--- Supplied material ---
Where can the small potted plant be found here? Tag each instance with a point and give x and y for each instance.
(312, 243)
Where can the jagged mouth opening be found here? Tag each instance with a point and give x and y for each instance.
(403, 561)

...

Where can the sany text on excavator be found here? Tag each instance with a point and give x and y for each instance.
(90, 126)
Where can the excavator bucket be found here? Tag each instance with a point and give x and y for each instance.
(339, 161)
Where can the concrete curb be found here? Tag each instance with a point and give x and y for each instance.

---

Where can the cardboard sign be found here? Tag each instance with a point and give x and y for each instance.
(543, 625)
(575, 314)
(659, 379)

--- Do this ---
Copy out the records word for word, from the line with "Where can the sany" up to and including the line with "Where can the concrete".

--- The reply ---
Where can the sany text on excavator be found here? Tag each instance with a point and give x and y for each instance.
(90, 126)
Where can the excavator bucket be found here? Tag each instance with a point and give x and y for each instance.
(339, 161)
Where can the concrete curb be found here? Tag each instance with a point and give x and y for each instance.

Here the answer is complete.